> [Try it] Transcribe exactly the lines from the one containing "locate crowd of" through the end of the entries, including both the first and the last, and nothing else.

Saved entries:
■ ■ ■ ■ ■ ■ ■
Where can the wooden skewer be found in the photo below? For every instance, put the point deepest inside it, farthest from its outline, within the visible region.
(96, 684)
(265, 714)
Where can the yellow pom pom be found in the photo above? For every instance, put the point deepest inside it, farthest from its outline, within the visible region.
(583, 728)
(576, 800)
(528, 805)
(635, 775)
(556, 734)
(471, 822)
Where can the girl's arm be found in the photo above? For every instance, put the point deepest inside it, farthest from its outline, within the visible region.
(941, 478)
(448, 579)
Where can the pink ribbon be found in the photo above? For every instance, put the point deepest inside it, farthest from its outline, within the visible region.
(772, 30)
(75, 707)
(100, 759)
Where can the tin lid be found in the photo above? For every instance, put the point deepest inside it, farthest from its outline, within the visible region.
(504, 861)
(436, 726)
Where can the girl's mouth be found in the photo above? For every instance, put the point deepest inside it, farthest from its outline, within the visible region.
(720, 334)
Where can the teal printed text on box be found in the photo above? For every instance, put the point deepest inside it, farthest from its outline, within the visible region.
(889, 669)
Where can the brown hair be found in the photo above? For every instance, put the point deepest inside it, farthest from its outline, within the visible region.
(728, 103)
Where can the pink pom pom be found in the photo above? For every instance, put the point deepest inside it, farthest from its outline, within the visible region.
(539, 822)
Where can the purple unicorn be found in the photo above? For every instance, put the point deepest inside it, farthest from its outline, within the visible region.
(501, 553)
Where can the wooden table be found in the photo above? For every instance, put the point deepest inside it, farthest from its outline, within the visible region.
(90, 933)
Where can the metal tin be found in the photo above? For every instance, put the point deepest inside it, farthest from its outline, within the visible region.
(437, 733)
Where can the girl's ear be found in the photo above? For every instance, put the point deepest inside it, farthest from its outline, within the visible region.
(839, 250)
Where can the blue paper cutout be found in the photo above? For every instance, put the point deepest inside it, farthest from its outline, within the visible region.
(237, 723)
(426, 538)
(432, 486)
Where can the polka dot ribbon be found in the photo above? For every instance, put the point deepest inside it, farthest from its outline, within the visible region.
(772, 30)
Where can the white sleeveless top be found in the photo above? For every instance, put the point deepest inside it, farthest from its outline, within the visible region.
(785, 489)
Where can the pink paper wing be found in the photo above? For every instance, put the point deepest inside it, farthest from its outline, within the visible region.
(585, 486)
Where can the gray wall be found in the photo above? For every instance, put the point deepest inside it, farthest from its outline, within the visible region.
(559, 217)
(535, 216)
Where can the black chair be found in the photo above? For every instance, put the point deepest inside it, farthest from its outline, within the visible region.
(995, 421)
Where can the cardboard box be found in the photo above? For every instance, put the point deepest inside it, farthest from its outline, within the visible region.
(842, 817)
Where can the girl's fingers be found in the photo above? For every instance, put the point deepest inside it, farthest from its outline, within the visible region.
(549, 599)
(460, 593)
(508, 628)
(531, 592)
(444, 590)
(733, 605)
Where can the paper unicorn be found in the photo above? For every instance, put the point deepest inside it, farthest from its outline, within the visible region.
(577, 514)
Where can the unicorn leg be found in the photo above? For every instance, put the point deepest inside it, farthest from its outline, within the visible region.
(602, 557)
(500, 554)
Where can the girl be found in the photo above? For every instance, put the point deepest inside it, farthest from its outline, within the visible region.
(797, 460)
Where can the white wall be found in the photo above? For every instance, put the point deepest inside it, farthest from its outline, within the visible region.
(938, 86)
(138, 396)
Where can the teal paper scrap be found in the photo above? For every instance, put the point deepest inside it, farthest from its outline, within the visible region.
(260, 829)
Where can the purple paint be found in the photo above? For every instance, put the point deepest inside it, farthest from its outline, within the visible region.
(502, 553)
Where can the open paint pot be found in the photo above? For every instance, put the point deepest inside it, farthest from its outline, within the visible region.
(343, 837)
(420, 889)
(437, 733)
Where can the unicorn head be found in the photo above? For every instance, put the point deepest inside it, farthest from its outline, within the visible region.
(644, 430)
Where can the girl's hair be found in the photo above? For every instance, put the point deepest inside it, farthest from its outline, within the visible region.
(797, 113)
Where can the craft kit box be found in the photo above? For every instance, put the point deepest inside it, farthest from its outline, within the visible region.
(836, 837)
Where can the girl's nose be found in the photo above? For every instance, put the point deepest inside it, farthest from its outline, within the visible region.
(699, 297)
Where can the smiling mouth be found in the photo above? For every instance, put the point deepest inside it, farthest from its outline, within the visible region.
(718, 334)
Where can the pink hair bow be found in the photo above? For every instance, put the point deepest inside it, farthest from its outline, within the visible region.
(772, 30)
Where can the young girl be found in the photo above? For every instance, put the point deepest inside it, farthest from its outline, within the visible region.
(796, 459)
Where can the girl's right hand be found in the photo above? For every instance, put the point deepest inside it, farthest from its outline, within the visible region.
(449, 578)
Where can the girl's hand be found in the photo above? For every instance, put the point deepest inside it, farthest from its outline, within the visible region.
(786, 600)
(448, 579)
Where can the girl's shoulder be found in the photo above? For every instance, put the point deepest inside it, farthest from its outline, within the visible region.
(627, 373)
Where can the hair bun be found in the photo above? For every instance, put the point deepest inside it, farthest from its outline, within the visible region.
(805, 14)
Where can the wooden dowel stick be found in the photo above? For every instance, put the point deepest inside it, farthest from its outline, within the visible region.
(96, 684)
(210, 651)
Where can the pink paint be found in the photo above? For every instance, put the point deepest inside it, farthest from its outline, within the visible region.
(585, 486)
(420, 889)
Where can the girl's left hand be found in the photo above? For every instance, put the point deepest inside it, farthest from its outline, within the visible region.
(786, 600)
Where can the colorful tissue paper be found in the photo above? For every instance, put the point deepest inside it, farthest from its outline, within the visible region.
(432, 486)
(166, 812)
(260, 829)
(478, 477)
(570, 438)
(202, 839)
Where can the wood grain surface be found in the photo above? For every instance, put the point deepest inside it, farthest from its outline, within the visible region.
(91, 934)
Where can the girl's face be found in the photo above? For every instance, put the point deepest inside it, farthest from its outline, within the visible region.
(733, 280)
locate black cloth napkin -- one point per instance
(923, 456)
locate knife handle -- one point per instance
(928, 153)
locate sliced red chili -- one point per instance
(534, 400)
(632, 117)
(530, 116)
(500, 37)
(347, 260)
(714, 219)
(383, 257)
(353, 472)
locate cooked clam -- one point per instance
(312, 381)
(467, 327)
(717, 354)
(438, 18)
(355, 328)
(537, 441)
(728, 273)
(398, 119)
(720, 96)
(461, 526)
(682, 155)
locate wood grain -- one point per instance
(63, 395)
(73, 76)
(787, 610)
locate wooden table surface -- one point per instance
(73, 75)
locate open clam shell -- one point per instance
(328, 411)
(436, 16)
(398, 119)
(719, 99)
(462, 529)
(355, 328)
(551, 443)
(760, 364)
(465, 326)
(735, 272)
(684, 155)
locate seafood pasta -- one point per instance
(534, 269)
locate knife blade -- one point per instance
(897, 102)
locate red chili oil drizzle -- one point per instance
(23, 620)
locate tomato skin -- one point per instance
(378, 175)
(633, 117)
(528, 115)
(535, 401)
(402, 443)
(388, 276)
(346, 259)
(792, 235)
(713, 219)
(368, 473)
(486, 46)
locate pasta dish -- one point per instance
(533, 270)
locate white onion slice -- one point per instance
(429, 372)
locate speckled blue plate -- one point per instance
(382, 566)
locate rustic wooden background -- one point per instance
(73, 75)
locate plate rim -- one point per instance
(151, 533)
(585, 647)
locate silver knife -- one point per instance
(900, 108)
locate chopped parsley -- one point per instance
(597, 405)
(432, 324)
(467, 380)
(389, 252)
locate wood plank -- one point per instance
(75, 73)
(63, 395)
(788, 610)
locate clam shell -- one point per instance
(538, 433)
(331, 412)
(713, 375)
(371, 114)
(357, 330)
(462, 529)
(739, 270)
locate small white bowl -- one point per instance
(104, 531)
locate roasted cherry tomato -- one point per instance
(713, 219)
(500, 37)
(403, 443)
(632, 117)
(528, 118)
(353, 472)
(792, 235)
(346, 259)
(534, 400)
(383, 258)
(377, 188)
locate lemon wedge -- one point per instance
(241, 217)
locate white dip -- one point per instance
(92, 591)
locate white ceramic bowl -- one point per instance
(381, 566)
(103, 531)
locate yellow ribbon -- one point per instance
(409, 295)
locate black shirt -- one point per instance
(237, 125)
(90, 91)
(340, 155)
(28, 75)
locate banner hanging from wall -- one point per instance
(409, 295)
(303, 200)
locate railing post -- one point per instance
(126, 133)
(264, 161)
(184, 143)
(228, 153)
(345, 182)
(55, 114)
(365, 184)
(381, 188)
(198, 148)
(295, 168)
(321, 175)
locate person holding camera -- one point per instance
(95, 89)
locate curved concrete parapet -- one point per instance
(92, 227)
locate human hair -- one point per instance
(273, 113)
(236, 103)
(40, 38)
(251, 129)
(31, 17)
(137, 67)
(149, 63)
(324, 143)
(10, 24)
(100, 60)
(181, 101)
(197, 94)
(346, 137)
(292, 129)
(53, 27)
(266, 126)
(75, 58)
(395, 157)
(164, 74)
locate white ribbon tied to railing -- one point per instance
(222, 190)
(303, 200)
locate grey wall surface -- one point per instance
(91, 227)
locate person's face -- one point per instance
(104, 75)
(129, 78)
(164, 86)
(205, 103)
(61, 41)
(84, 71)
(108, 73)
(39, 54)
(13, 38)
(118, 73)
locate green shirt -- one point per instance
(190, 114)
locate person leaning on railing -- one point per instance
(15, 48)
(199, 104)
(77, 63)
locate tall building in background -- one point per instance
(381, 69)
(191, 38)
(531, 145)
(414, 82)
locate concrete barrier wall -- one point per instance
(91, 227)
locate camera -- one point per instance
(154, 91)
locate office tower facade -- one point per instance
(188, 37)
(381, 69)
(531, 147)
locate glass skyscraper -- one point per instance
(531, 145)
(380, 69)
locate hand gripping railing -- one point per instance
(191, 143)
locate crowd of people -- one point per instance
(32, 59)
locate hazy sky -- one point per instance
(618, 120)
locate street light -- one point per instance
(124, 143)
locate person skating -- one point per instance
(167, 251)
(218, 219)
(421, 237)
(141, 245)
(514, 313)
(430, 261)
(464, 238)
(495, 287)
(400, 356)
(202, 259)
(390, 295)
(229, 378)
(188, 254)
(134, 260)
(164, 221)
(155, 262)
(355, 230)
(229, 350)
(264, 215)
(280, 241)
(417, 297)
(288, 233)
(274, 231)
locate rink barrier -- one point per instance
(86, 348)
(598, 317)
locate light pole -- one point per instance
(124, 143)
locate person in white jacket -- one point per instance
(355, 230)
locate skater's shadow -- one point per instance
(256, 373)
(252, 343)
■ ■ ■ ■ ■ ■ ■
> [Result of the exercise]
locate crowd of people -- one point per instance
(32, 59)
locate hazy sky -- one point per instance
(618, 120)
locate street light -- one point per instance
(124, 143)
locate person skating -- one point per instance
(167, 251)
(218, 219)
(421, 237)
(141, 245)
(514, 313)
(430, 261)
(464, 238)
(495, 287)
(400, 356)
(202, 259)
(390, 295)
(229, 378)
(188, 254)
(134, 260)
(164, 221)
(155, 262)
(355, 230)
(229, 350)
(264, 215)
(280, 241)
(417, 297)
(288, 233)
(274, 231)
locate rink barrier -- one point per instance
(86, 348)
(598, 317)
locate light pole -- one point per instance
(124, 143)
locate person in white jacket -- one point per instance
(355, 230)
locate skater's shadow -- one point per instance
(256, 373)
(252, 343)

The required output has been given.